#### Page extract
>> start
We live in a world where we collect increasing amounts of data – but how many of us do anything with it?
At one extreme, we might do nothing at all, missing out on insights that could make a difference to the way in which we live and work.
At the other, we could create very detailed and sophisticated analyses that either no one understands or work under such specific conditions that they are not terribly useful.
The data out there includes information on customer behaviour, sales activity, operational production, energy use, waste generation – the list seems endless.
So, what can we do about improving the way we go about analysing the data?
We can start by describing the data – finding out more about its shape and characteristics.
How large is the data set? What is the average value? What does the distribution look like? Are there any outliers?
A large number of analyses stop here and go no further.
But what we should do next is explore the data. This means that we look for relationships between variables.
How does one variable correlate with another, or change over time?
>> end
(Labeled contour entries)
>> start
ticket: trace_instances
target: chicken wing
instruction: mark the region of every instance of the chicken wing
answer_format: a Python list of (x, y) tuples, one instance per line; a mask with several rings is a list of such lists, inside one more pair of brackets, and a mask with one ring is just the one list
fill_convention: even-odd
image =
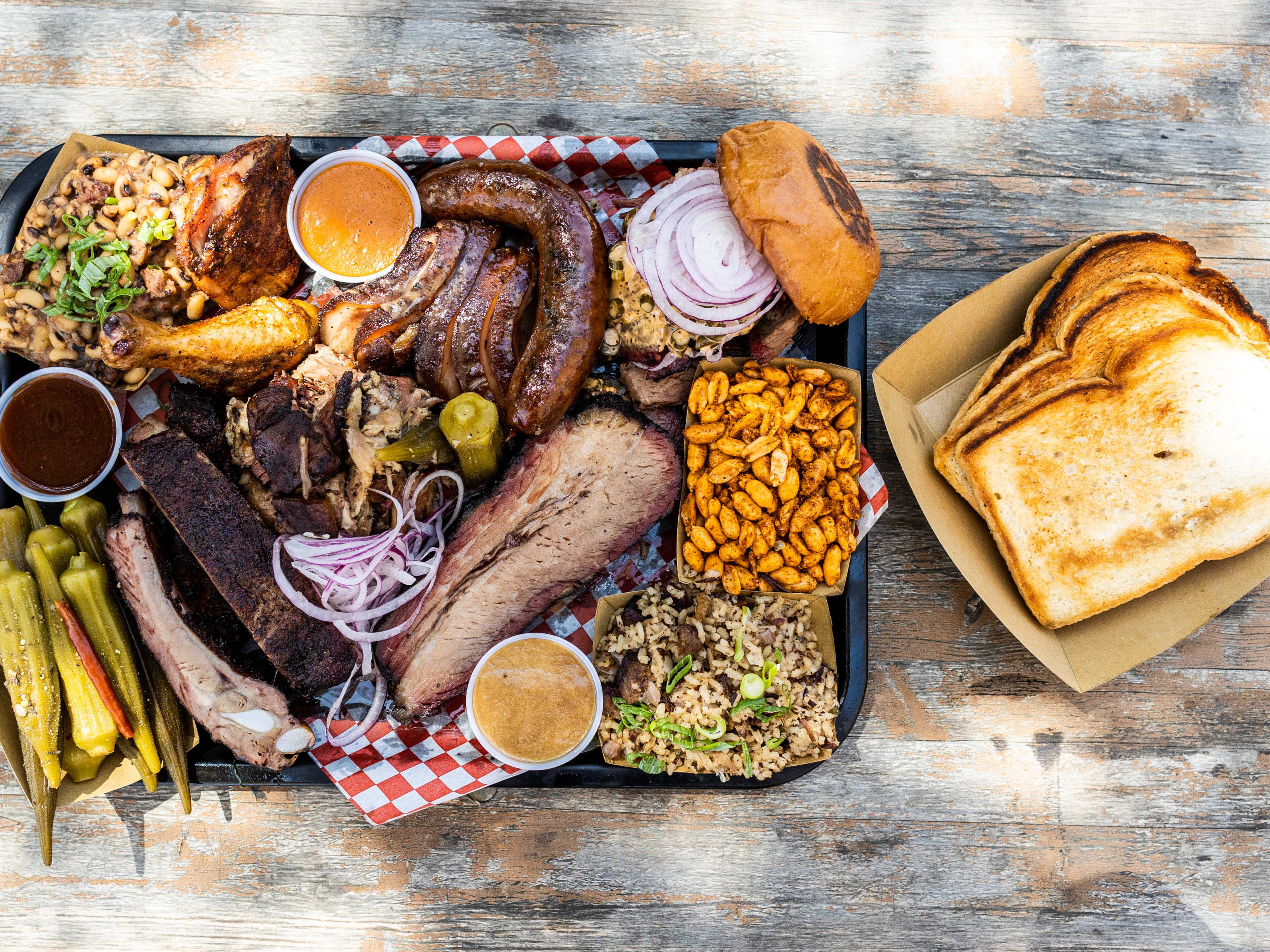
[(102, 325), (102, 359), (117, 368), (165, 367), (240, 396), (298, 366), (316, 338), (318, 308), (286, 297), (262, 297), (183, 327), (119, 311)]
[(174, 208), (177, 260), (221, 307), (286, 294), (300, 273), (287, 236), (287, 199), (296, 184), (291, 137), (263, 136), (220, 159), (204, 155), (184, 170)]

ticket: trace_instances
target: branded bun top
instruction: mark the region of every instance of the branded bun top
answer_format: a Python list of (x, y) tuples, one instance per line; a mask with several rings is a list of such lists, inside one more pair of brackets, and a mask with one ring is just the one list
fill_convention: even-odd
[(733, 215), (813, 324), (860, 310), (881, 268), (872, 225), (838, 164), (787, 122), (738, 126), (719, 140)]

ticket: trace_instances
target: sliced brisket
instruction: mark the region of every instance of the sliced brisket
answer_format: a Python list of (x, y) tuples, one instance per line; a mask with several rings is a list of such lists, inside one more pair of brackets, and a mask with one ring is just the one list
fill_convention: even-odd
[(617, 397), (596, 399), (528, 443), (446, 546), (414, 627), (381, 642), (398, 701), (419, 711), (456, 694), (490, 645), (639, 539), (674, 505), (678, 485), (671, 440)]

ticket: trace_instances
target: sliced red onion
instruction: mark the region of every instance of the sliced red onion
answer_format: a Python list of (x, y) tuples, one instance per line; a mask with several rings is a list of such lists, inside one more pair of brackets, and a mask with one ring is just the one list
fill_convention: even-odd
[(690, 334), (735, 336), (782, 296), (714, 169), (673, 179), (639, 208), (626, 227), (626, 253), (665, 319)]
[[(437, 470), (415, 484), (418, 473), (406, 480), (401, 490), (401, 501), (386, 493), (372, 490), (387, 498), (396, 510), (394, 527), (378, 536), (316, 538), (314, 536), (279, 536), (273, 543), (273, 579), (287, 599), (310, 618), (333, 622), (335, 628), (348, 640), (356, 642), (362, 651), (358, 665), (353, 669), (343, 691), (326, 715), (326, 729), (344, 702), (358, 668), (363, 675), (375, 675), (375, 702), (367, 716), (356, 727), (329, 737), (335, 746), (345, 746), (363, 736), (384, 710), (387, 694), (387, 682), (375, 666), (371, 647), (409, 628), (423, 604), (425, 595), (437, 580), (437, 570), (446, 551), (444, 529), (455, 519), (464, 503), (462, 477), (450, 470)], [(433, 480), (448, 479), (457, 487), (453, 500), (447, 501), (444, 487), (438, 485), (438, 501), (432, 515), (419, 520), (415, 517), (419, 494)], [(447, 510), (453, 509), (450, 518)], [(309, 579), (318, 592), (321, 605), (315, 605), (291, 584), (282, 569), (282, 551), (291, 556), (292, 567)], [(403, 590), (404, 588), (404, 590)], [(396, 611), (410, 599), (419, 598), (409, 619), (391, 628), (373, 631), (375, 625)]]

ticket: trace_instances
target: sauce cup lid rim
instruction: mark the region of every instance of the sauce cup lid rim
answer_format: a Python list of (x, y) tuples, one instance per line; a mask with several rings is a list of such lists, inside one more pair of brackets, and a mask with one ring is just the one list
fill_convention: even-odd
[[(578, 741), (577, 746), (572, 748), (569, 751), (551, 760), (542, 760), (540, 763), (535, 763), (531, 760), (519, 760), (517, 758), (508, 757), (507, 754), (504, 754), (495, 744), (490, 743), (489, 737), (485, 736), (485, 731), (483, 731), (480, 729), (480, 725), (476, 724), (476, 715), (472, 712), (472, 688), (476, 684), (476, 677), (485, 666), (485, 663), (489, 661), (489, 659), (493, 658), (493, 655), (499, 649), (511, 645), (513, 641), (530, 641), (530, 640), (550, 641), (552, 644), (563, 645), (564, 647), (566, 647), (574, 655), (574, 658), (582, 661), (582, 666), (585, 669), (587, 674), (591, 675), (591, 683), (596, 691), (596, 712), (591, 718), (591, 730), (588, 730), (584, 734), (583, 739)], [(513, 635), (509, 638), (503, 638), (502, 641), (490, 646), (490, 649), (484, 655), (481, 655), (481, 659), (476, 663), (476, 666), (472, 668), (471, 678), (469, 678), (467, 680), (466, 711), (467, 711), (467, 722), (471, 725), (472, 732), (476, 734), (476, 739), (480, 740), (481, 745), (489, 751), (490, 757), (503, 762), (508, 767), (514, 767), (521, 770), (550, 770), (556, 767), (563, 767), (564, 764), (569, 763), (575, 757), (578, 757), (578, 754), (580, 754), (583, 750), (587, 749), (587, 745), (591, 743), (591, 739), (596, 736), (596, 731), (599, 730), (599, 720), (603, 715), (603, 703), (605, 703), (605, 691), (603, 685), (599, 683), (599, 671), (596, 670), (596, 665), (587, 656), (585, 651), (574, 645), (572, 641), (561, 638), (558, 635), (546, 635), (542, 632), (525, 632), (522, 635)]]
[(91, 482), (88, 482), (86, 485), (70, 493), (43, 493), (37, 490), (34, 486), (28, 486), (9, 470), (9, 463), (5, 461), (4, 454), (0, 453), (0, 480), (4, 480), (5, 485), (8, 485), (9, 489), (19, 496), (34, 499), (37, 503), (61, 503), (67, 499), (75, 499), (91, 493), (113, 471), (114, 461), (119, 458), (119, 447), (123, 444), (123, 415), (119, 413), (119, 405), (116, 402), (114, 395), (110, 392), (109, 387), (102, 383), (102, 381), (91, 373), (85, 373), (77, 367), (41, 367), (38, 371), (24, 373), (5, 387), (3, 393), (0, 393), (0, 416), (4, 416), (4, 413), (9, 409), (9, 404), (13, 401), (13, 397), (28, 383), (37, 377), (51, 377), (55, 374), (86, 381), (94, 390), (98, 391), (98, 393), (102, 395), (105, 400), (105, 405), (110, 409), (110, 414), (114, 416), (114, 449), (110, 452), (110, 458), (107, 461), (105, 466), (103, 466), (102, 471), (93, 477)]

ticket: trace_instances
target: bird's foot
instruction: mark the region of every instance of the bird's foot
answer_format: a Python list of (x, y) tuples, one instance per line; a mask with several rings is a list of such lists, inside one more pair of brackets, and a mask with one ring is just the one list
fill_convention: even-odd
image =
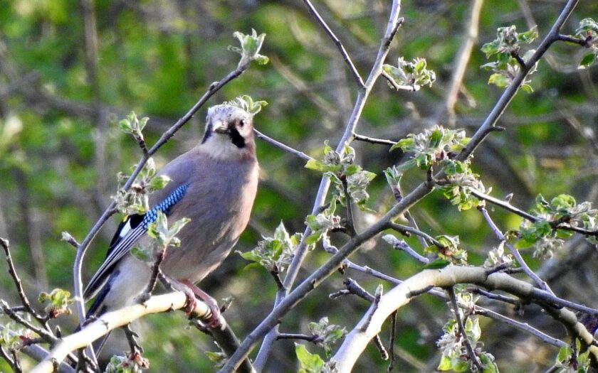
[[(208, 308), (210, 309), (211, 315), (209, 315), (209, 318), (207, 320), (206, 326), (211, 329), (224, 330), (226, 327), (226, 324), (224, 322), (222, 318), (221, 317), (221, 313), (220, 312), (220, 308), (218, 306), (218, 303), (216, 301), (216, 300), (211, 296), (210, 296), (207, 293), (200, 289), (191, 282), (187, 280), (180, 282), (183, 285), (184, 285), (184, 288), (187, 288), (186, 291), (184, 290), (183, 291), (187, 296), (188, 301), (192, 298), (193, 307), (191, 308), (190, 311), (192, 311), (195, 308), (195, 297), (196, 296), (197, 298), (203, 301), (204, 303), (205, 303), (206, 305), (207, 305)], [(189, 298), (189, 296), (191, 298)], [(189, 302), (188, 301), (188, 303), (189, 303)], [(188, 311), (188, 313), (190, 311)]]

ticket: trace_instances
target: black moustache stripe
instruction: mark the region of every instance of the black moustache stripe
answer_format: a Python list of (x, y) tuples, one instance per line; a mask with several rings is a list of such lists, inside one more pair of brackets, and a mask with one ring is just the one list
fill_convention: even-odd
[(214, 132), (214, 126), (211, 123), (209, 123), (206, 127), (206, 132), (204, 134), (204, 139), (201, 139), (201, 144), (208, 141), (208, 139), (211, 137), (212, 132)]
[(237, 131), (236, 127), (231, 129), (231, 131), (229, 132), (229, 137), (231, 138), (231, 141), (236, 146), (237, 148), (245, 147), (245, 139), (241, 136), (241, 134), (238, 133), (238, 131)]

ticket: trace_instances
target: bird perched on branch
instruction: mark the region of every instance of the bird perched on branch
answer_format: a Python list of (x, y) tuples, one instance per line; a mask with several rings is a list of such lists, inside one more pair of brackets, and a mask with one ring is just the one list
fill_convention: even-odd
>> end
#### Complete the following
1. In the passage on data analysis, what does exploring the data mean?
2. Extract each line of the records that contains the string "brisket", treating uppercase and lowercase as distinct.
The passage on data analysis and the records were taken from unrelated sources.

#### Solutions by task
1. It means looking for relationships between variables.

2.
target: sliced brisket
instruction: mark the region of every instance of the sliced brisket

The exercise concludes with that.